# [Supplied text]
################

But I could not setResultsName to the Group instead [0] index:

obj << Group(name_expr('obj_name') + objects('objects'))('section')

returns wrong result.

What is the significance of the '#' character? Does it indicate a comment? Or a special kind of key? — PaulMcG
– PaulMcG, Commented Jun 27, 2018 at 13:54
'#' character means that the key is disabled in the configuration file. Next, I want to check the list of keys and find active and disabled — Vik
– Vik, Commented Jun 27, 2018 at 15:41
@PaulMcG: Maybe I can use pyparsing's SkipTo class? Something like this: https://stackoverflow.com/questions/44890040/pyparsing-a-field-that-may-or-may-not-contain-values? But I still can not understand.. — Vik
– Vik, Commented Jun 29, 2018 at 12:51
Alternative library github.com/chimpler/pyhocon/blob/master/README.md — OneCricketeer
– OneCricketeer, Commented Jun 29, 2018 at 23:18
@cricket_007, thank you, it looks interesting. I'll look at this library — Vik
– Vik, Commented Jul 3, 2018 at 12:35

Giuseppe Cianci · Accepted Answer · 2018-06-29 23:09:02Z

This should help you out. See comments for details.

from pyparsing import *

test_string ='''
object1 {
        key1 = value1
        key2
        #key3 = value3
        key4
        #key5 = value5
        key6 = value6
        subobject1 {
            key1 = value1
            key2 = value2
            key3 = value3
        }
}'''

# interpret inline 'string' as Suppress('string'), 
# instead of LBRACE,EQ,RBRACE,HASH = map(Suppress, '{=}#')
ParserElement.inlineLiteralsUsing(Suppress)  

# be sure to exclude special characters when using printables
name_expr = Word(printables, excludeChars='{}')
key_val_expr = '=' + Word(printables)

# p1('name') is equivalent to p1.setResultsName('name')
# p1 | p2 is equivalent to MatchFirst(p1, p2)

################

# [Data lines]
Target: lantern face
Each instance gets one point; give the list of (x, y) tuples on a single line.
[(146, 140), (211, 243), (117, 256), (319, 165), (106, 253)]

################

# [Task instructions]
A – Answer these about the pyparsing thread:
(i) According to Vik, what does the '#' character mean in the configuration file?
(ii) Which pyparsing class does Vik ask about possibly using?
(iii) Which characters does name_expr exclude from printables?
B – In the pyparsing thread, list every distinct username that appears on a comment signature line (a line beginning with "–").

# [Results by task]
A –
(i) The key is disabled.
(ii) SkipTo.
(iii) The braces '{' and '}'.

B – PaulMcG, Vik, OneCricketeer